>> start

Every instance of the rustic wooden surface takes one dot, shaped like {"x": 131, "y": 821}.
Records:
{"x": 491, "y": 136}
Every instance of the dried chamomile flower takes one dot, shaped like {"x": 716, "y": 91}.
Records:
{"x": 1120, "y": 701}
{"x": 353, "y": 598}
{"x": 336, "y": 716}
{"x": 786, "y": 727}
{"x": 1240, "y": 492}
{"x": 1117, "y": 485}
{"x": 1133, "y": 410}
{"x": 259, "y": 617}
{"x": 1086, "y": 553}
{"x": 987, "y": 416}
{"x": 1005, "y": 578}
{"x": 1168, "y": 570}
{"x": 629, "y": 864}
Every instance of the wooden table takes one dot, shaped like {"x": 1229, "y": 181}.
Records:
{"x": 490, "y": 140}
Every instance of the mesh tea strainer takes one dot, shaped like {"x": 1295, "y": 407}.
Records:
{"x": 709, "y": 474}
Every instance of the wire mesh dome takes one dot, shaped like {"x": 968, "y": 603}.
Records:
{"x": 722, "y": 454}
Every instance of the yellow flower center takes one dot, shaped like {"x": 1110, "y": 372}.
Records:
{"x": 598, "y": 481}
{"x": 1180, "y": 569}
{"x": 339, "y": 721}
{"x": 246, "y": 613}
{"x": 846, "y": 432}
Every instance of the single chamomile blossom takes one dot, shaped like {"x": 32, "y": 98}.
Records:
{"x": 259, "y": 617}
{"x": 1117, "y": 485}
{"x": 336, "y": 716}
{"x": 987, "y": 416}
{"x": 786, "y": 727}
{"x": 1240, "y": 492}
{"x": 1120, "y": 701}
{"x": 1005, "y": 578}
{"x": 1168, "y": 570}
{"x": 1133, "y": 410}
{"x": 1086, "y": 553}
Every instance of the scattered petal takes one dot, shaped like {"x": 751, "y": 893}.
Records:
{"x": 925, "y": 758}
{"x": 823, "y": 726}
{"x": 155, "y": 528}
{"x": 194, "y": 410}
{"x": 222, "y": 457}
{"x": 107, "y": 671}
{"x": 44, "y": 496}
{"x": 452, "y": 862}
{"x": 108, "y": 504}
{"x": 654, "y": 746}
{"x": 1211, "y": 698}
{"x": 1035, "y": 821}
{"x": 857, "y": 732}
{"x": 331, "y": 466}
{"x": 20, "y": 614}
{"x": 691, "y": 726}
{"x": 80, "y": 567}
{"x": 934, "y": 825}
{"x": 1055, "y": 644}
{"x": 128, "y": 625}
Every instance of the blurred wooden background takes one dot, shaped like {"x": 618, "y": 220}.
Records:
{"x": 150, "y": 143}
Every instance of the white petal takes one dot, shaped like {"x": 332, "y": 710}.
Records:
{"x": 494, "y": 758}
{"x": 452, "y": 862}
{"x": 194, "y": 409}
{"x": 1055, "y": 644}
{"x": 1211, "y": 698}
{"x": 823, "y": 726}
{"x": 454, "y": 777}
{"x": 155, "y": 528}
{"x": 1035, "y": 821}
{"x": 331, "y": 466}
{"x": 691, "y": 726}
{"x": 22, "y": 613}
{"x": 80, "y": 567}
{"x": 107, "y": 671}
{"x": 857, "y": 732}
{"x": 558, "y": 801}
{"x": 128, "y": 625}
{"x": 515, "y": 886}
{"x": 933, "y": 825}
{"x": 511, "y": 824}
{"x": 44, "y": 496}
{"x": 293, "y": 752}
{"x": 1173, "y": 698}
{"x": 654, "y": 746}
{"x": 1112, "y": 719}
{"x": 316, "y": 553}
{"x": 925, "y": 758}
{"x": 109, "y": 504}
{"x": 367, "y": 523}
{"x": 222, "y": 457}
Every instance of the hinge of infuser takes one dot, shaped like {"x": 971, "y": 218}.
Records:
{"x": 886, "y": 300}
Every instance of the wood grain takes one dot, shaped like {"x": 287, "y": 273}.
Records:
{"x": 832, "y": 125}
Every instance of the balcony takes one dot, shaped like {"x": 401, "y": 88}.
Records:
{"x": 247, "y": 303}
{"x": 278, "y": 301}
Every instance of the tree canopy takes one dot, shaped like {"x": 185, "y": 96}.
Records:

>> end

Write out the listing above again, switching "one dot" to "one point" everywhere it appears and leaving everything else as it is.

Every instance of the rustic wooden surface takes one point, shaped like {"x": 131, "y": 821}.
Records:
{"x": 491, "y": 136}
Every instance of the dried chamomile flower takes one point, shaped like {"x": 716, "y": 91}.
Records:
{"x": 1120, "y": 701}
{"x": 353, "y": 598}
{"x": 336, "y": 716}
{"x": 786, "y": 727}
{"x": 1240, "y": 492}
{"x": 1117, "y": 485}
{"x": 1133, "y": 410}
{"x": 259, "y": 617}
{"x": 1086, "y": 553}
{"x": 987, "y": 416}
{"x": 1005, "y": 578}
{"x": 1168, "y": 570}
{"x": 629, "y": 864}
Every instance of the wooden table takes one point, shaped like {"x": 1229, "y": 181}.
Records:
{"x": 490, "y": 140}
Every instance of the mesh tea strainer takes one point, shaped like {"x": 1295, "y": 407}.
Records:
{"x": 709, "y": 474}
Every instance of the wire mesh dome takes one point, shaped like {"x": 968, "y": 603}.
Records:
{"x": 722, "y": 454}
Every instance of the yellow flower center takes one point, shaped like {"x": 1110, "y": 372}.
Records:
{"x": 598, "y": 481}
{"x": 1180, "y": 569}
{"x": 339, "y": 721}
{"x": 246, "y": 613}
{"x": 846, "y": 432}
Every instance of the single chamomile blossom takes one point, shaped like {"x": 32, "y": 98}.
Records:
{"x": 259, "y": 617}
{"x": 1117, "y": 485}
{"x": 336, "y": 716}
{"x": 987, "y": 416}
{"x": 786, "y": 727}
{"x": 1240, "y": 492}
{"x": 1120, "y": 701}
{"x": 1005, "y": 578}
{"x": 1168, "y": 570}
{"x": 1133, "y": 410}
{"x": 1086, "y": 553}
Every instance of the scattered petal takes one point, shaped like {"x": 751, "y": 893}.
Records:
{"x": 925, "y": 758}
{"x": 823, "y": 726}
{"x": 155, "y": 528}
{"x": 194, "y": 410}
{"x": 222, "y": 457}
{"x": 107, "y": 671}
{"x": 44, "y": 496}
{"x": 452, "y": 862}
{"x": 108, "y": 504}
{"x": 654, "y": 746}
{"x": 1211, "y": 698}
{"x": 1035, "y": 821}
{"x": 857, "y": 732}
{"x": 331, "y": 466}
{"x": 20, "y": 614}
{"x": 691, "y": 726}
{"x": 80, "y": 567}
{"x": 934, "y": 825}
{"x": 1055, "y": 644}
{"x": 128, "y": 625}
Every instance of the blurred wooden background takes one point, shaped like {"x": 618, "y": 220}.
Records:
{"x": 150, "y": 143}
Every instance of the white petal takes one point, shaped like {"x": 332, "y": 710}.
Records:
{"x": 494, "y": 758}
{"x": 452, "y": 862}
{"x": 194, "y": 409}
{"x": 1055, "y": 644}
{"x": 1211, "y": 698}
{"x": 823, "y": 726}
{"x": 454, "y": 777}
{"x": 155, "y": 528}
{"x": 1035, "y": 821}
{"x": 331, "y": 466}
{"x": 691, "y": 726}
{"x": 22, "y": 613}
{"x": 80, "y": 567}
{"x": 107, "y": 671}
{"x": 857, "y": 732}
{"x": 558, "y": 801}
{"x": 128, "y": 625}
{"x": 515, "y": 886}
{"x": 933, "y": 825}
{"x": 511, "y": 824}
{"x": 44, "y": 496}
{"x": 293, "y": 752}
{"x": 1173, "y": 698}
{"x": 654, "y": 746}
{"x": 1112, "y": 719}
{"x": 316, "y": 553}
{"x": 925, "y": 758}
{"x": 109, "y": 504}
{"x": 367, "y": 523}
{"x": 222, "y": 457}
Every instance of the hinge of infuser takes one point, shaped like {"x": 971, "y": 218}.
Records:
{"x": 886, "y": 300}
Every instance of the wood grain takes one point, shaped like {"x": 287, "y": 273}.
Records:
{"x": 832, "y": 125}
Every instance of the balcony takes one point, shaped like {"x": 401, "y": 88}.
Records:
{"x": 247, "y": 303}
{"x": 278, "y": 301}
Every instance of the tree canopy takes one point, shaped like {"x": 185, "y": 96}.
Records:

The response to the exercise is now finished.